Task input:
■ ■ ■
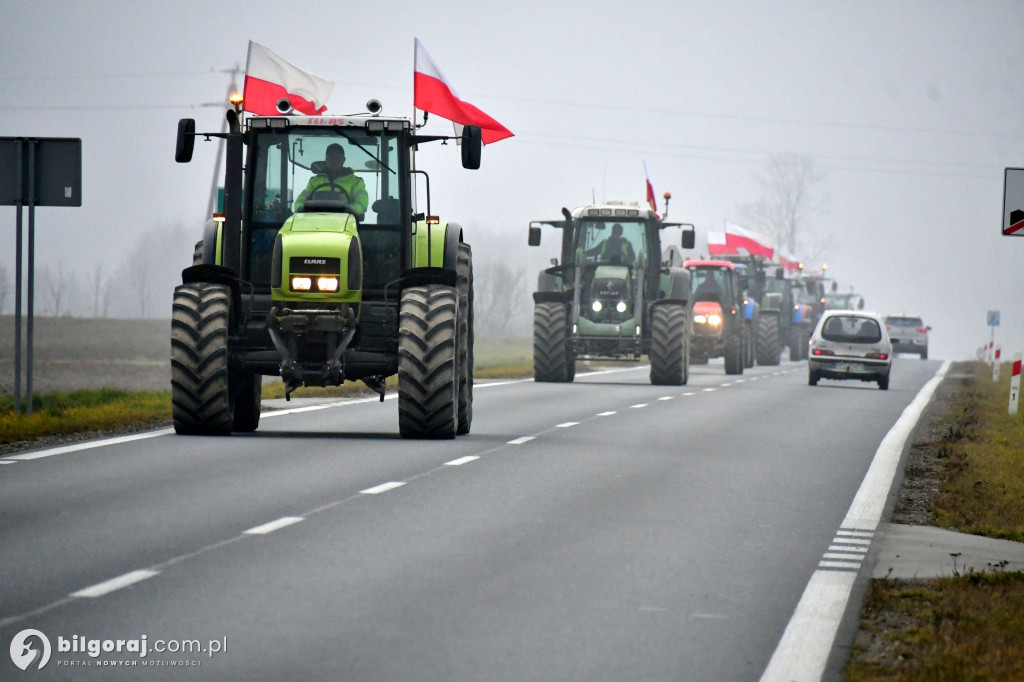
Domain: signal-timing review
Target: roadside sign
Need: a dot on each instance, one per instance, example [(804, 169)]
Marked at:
[(1015, 384), (1013, 203)]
■ ■ ■
Exercise:
Leave out the images and write out the listing above exactly.

Final answer:
Domain: signal-timing review
Target: roadside sign
Need: a dot on each instance, one per instance, example [(804, 169)]
Marked at:
[(1015, 384), (1013, 203)]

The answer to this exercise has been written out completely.